Work required. Please copy the listing from the line with "sandstone rock formation?" up to and including the line with "182 478 L 0", changing "background" to "backdrop" and leaving everything else as it is.

Record list.
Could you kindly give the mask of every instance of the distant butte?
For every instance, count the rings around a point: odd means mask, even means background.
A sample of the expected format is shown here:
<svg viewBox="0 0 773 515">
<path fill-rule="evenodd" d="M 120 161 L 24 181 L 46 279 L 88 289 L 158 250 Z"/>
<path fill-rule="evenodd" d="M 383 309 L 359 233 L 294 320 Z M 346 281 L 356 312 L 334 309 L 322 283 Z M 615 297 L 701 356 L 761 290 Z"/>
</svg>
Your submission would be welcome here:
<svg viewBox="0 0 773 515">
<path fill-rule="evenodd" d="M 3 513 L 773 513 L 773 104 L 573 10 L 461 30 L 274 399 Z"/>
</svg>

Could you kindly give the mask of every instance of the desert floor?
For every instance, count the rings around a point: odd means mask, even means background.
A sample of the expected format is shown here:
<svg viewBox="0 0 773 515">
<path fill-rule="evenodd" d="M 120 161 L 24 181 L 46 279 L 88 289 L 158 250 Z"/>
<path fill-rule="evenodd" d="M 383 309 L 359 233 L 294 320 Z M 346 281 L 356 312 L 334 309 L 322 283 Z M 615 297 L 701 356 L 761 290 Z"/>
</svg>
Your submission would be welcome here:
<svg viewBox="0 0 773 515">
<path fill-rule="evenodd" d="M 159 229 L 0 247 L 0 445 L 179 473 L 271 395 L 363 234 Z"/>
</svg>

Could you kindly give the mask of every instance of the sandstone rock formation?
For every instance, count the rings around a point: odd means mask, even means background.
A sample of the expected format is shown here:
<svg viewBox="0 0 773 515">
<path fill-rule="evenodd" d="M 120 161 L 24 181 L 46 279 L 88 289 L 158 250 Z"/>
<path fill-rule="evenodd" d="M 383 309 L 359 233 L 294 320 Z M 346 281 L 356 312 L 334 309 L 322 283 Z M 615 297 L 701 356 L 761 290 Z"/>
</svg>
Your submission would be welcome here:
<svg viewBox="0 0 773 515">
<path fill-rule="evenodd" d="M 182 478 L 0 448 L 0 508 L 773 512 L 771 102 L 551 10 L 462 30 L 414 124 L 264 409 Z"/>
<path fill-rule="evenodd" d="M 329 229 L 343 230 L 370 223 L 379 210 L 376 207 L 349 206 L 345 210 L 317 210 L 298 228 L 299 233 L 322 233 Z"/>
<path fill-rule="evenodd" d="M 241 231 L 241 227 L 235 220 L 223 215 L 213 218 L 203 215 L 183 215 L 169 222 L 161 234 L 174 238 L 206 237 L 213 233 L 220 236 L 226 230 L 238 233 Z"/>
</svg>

Solved exercise.
Could you kindly give the mask of every instance of the sandstone rock formation?
For every instance, count the rings around a point: odd means mask, even means backdrop.
A sample of the expected format is shown here:
<svg viewBox="0 0 773 515">
<path fill-rule="evenodd" d="M 120 161 L 24 181 L 46 279 L 88 289 L 158 250 Z"/>
<path fill-rule="evenodd" d="M 383 309 L 359 233 L 294 320 Z M 346 281 L 356 312 L 334 309 L 322 283 Z M 615 297 L 701 356 L 761 290 Z"/>
</svg>
Your submission would be welcome here:
<svg viewBox="0 0 773 515">
<path fill-rule="evenodd" d="M 182 478 L 0 448 L 0 508 L 773 512 L 771 102 L 551 10 L 462 30 L 414 124 L 264 409 Z"/>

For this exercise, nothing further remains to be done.